Instruction →
Put the rows below into a numbered list, starting at the line that contains "Where can you spot the distant" and ending at the last row, leaving out any blank lines.

──────── Available records ────────

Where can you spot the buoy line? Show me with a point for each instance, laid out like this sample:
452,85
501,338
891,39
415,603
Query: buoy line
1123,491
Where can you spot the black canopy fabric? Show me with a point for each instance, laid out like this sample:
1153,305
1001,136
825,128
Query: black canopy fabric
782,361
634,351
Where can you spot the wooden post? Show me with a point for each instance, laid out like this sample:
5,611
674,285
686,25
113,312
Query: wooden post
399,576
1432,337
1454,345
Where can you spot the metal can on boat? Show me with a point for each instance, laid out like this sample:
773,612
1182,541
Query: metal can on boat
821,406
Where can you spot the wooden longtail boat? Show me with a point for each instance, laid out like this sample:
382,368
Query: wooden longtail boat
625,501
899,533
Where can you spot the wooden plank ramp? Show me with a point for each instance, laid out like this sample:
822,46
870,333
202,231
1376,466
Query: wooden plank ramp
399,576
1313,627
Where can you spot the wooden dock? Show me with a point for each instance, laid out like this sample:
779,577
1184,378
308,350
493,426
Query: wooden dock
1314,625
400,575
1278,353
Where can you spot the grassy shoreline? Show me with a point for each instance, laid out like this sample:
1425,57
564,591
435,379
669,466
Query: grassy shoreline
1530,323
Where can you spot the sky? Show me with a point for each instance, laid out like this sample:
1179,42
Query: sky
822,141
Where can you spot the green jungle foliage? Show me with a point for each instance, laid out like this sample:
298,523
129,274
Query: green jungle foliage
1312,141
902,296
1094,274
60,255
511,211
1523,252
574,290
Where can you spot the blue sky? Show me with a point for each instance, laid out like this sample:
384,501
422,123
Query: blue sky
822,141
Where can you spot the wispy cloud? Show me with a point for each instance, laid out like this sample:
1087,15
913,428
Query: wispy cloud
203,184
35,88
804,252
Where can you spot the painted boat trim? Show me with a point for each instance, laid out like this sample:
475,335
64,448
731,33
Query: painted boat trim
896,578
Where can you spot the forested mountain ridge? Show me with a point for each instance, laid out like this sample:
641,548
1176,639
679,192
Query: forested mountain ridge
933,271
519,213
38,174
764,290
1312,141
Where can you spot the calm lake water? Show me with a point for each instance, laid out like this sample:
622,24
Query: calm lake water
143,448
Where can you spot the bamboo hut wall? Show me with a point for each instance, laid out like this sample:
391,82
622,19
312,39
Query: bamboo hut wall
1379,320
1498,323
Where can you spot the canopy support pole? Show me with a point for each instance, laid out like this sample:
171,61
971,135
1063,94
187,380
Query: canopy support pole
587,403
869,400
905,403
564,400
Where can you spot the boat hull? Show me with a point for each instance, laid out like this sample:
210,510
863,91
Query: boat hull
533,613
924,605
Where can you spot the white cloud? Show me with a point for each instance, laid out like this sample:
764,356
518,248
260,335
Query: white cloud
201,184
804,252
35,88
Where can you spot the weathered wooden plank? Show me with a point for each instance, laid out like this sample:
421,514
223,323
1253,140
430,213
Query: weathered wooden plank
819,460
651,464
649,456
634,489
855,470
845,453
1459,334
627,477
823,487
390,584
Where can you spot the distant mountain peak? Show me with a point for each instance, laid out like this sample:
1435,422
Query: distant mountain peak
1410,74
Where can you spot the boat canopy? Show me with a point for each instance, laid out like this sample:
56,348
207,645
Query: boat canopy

────────

Correct answer →
1. Where can you spot the distant mountain peak? Show me with a point for each instance, laid out like this sample:
2. 1435,422
3. Query: distant mountain peak
4. 1410,74
5. Where can you spot the boat canopy? Show me with a point for each instance, laid out like this sample:
6. 56,348
7. 207,645
8. Query: boat canopy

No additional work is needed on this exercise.